◆ Source data ◆

┏━━

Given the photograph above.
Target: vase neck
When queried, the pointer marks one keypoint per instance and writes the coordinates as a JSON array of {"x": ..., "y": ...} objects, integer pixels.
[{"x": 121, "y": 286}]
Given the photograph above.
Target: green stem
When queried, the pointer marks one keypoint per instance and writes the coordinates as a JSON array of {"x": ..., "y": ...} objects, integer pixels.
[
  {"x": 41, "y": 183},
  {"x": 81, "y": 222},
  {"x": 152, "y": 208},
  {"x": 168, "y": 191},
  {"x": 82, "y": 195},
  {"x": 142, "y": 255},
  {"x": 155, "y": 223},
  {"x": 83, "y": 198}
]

┗━━
┏━━

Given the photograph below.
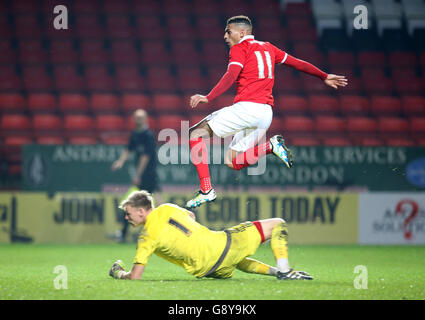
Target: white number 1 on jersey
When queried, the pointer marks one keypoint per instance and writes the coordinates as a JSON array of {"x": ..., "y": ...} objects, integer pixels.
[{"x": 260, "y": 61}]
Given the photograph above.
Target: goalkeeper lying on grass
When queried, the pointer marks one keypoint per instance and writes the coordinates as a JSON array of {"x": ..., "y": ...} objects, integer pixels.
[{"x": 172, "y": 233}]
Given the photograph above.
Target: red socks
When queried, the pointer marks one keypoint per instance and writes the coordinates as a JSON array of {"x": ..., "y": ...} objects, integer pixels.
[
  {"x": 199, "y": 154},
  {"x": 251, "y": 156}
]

┗━━
┏━━

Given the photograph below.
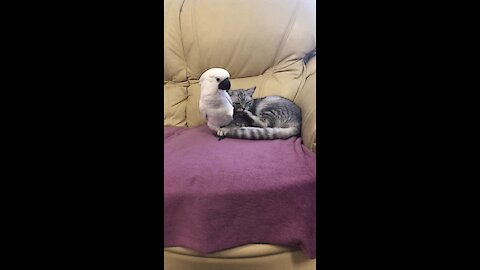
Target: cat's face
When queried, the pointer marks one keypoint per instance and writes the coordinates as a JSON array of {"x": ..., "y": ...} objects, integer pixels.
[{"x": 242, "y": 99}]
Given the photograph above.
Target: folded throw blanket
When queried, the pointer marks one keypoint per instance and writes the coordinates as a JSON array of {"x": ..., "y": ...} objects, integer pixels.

┗━━

◆ Required work ◆
Restate word for word the lines in the material above from the one with "Target: cat's face" to the one with "Target: folded throw blanket"; both of those lines count, and nothing else does.

◆ Solution to the exercise ◆
Target: cat's face
When queried, the pointer marks one keypoint per instance and writes the coordinates as a JSON array of {"x": ..., "y": ...} objects, integer pixels.
[{"x": 242, "y": 99}]
Given the photograph above.
Target: folded throw blanket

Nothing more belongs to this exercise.